**Aim of the task:**
Please reproduce every line of the records, beginning at the line that has "Please give the outline of every instance of the purple" and stopping at the end of the records, requests included. Shift each polygon coordinate in the answers up by 126, and leave the sample coordinates unchanged.
--- --- ---
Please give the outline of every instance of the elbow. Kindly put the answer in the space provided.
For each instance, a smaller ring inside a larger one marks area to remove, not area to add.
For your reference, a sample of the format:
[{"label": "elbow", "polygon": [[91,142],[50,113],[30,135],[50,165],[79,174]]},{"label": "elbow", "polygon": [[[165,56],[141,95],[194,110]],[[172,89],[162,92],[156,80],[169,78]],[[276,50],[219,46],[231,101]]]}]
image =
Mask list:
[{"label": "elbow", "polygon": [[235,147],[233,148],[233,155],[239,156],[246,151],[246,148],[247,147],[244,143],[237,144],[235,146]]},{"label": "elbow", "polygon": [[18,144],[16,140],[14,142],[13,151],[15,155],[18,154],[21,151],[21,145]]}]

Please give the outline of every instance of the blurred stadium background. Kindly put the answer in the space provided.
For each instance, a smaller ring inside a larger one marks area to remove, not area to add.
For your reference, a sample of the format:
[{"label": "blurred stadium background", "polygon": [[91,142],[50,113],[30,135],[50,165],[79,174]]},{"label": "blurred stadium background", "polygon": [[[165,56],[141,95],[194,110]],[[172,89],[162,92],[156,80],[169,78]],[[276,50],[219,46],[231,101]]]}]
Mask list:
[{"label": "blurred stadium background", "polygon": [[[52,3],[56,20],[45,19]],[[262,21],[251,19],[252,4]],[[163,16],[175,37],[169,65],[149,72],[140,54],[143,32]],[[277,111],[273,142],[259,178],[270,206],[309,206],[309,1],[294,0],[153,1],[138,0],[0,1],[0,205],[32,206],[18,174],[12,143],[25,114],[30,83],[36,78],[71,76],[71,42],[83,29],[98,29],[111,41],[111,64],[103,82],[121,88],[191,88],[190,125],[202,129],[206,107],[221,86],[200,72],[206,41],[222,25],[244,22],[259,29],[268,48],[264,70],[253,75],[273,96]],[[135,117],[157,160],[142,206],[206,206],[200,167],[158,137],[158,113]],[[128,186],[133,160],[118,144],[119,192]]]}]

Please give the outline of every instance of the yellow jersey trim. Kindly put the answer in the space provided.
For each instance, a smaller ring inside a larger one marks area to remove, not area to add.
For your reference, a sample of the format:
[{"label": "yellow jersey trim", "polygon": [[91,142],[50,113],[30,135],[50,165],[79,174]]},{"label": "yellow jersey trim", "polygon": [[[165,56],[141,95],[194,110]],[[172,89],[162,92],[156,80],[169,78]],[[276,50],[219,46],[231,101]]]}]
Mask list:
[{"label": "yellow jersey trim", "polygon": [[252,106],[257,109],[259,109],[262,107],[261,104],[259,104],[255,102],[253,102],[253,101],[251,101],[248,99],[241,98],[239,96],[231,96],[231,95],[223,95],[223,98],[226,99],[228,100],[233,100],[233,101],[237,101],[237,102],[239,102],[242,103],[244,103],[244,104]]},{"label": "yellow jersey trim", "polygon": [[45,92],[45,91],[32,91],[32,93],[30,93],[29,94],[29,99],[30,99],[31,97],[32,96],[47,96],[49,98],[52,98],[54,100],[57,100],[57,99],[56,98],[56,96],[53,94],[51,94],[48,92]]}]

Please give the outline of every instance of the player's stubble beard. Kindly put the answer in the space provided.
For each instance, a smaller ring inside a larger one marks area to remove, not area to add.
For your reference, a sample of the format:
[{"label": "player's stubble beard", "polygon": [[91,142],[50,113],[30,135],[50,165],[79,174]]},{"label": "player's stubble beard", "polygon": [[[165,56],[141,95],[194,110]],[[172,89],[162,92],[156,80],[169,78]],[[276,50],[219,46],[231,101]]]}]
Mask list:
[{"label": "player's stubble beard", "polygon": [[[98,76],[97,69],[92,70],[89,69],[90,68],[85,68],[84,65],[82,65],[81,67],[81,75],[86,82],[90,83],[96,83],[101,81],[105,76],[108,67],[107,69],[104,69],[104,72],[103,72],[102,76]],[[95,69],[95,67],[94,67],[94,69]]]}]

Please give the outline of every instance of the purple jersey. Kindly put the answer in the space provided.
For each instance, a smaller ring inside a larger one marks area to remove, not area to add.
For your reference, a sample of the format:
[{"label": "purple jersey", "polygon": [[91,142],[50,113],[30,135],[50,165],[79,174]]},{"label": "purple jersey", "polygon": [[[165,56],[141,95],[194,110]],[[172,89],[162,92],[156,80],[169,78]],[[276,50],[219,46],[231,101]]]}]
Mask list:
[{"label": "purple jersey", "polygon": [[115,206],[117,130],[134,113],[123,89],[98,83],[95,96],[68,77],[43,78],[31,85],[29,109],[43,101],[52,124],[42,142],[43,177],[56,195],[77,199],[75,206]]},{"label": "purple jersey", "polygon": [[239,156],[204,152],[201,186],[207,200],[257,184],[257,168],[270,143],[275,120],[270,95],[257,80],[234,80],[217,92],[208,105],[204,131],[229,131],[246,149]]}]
--- --- ---
**Output for this exercise:**
Please give the outline of every instance of the purple jersey. Kindly put the answer in the space provided.
For each instance, a smaller ring inside a larger one marks area to remove, not area to add.
For your reference, a sample of the format:
[{"label": "purple jersey", "polygon": [[91,142],[50,113],[30,135],[50,165],[79,174]]},{"label": "purple jersey", "polygon": [[[165,56],[141,95],[194,110]],[[172,89],[162,92],[156,80],[169,78]],[[276,50],[219,46],[231,101]]]}]
Mask list:
[{"label": "purple jersey", "polygon": [[241,332],[243,256],[260,239],[249,215],[224,209],[221,222],[194,203],[169,204],[157,211],[155,235],[169,227],[178,250],[168,268],[169,303],[182,321],[203,325],[201,332]]},{"label": "purple jersey", "polygon": [[365,282],[330,278],[327,312],[333,326],[383,310],[383,294],[396,269],[401,246],[396,221],[383,206],[360,206],[343,218],[334,231],[330,257],[355,257],[372,275]]}]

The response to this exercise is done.